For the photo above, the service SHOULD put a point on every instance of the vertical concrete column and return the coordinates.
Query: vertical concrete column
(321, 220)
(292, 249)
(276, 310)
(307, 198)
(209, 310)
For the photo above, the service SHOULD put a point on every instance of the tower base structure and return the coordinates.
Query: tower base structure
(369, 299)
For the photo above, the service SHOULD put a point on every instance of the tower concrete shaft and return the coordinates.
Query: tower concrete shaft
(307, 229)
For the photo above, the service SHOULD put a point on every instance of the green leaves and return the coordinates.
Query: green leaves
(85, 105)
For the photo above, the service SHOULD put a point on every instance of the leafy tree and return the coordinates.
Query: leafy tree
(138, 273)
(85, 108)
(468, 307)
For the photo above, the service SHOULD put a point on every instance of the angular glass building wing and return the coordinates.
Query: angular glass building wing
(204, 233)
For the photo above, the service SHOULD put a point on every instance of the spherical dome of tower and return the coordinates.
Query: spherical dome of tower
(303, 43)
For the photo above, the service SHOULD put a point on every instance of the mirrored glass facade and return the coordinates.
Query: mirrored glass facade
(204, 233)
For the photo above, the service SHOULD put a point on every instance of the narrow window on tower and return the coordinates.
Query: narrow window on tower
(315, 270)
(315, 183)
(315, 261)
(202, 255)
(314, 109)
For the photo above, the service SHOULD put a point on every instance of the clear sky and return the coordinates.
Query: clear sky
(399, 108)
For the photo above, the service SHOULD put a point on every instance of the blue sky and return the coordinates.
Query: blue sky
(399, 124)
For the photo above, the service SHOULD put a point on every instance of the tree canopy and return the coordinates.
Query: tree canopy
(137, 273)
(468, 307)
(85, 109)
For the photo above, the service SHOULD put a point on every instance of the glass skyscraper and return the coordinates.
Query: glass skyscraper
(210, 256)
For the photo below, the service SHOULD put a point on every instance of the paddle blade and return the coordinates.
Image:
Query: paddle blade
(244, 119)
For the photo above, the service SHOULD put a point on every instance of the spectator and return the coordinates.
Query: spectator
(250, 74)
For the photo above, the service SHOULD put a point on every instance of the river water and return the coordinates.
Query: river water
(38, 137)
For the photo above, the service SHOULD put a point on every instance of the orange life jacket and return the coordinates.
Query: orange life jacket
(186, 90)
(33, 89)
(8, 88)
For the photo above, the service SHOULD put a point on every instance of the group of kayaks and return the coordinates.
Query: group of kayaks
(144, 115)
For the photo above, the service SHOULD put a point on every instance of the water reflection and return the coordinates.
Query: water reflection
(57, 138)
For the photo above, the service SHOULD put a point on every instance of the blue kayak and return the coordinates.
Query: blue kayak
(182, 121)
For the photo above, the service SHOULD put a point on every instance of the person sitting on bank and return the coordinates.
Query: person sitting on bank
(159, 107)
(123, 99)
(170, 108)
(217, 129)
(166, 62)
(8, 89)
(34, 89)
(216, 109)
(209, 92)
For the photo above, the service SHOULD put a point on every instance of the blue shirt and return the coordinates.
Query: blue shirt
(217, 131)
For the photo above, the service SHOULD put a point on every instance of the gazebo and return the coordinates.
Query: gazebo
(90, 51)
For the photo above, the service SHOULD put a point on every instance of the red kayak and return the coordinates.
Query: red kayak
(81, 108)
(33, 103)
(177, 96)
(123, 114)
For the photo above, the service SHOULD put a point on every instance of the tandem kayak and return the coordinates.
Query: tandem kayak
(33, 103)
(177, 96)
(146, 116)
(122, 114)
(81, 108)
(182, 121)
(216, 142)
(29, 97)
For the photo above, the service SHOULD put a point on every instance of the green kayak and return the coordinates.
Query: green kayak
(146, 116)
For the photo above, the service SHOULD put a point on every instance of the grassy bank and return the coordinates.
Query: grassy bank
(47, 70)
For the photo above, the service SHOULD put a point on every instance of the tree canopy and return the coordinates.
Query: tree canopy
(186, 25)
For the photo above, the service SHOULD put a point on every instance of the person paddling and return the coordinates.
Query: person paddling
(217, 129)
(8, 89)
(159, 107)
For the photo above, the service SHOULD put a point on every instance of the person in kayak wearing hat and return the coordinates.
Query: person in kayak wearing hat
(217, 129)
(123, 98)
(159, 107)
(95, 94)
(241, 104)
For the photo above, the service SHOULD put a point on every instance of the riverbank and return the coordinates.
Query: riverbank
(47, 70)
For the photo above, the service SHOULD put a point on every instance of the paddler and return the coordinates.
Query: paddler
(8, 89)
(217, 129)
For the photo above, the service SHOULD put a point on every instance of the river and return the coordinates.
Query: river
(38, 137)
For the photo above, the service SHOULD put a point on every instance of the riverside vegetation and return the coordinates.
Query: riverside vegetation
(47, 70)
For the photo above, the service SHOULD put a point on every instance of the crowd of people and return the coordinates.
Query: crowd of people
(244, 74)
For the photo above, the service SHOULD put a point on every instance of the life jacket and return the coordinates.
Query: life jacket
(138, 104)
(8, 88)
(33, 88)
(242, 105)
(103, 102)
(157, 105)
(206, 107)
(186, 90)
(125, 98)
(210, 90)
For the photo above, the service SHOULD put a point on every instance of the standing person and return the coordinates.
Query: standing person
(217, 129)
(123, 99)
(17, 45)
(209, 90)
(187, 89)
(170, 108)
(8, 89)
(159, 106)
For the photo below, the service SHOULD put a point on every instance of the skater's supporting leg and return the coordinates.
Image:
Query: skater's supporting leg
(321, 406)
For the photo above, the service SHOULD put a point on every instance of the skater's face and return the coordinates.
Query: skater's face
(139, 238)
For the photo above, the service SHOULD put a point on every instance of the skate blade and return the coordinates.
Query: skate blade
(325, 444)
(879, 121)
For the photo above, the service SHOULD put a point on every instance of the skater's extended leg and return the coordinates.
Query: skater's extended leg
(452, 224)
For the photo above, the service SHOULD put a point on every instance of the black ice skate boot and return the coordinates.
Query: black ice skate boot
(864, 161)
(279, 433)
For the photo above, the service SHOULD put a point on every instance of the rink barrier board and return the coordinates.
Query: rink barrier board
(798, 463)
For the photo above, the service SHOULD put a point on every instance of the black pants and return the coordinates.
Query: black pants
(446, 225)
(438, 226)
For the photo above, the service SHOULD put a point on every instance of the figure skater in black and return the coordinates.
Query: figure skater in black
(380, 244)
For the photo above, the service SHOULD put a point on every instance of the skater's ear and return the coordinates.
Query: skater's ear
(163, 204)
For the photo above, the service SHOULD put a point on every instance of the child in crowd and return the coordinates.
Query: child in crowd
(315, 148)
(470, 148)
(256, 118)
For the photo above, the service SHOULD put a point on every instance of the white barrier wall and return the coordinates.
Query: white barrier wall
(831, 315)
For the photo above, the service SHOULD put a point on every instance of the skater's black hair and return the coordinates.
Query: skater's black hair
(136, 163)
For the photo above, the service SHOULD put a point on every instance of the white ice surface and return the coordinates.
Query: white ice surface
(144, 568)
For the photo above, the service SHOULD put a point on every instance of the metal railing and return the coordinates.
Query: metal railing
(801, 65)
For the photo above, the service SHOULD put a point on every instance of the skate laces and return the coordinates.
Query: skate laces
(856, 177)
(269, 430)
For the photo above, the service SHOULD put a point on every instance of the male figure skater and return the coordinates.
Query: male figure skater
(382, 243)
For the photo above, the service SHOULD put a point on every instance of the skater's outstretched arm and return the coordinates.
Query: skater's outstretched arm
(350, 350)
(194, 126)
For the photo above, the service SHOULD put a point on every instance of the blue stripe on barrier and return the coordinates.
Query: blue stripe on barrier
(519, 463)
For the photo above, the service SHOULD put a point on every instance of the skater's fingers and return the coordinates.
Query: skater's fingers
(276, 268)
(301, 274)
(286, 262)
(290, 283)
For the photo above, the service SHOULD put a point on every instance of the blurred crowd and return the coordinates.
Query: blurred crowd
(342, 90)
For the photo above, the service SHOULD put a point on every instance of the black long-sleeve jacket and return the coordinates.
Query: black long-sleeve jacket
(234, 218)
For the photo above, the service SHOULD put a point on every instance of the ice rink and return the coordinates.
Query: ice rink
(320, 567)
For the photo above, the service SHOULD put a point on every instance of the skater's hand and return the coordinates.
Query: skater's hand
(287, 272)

### Aim
Starting with the line that contains "skater and return the coordinates." and going on through the end of the data, rewrite those lines with "ice rink" changed to "skating rink" and nothing else altered. Return only those lines.

### Answer to this problem
For the photo above, the service SHOULD put a point on every instance of the male figure skater and return the coordinates.
Query: male figure skater
(382, 243)
For the photo above, the service SHOULD put a point on every instance of the skater's outstretched arm and return the coordinates.
Query: skater's outstretched arm
(350, 350)
(194, 126)
For the photo above, the service SHOULD put a point on every instance of the blue stripe on barrier and return the coordinates.
Query: blue stripe on barrier
(519, 463)
For the photo above, the service SHOULD put a point on every instance of the skater's fingers and return the coordinates.
Query: skater's fingers
(276, 268)
(301, 274)
(286, 262)
(290, 283)
For the photo above, the service SHOULD put a point on every instance of the blurred crowd and return the coordinates.
Query: blurred crowd
(342, 90)
For the photo above, the service SHOULD put a point on every instance of the black long-sleeve jacket and return the coordinates.
Query: black long-sleeve jacket
(234, 218)
For the photo above, the service SHOULD put a point on every instance of the skating rink and return the coordinates.
Query: skating rink
(320, 567)
For the photo above, the service SHOULD put a point on every instance of the skater's hand and return the coordinates.
Query: skater's hand
(287, 272)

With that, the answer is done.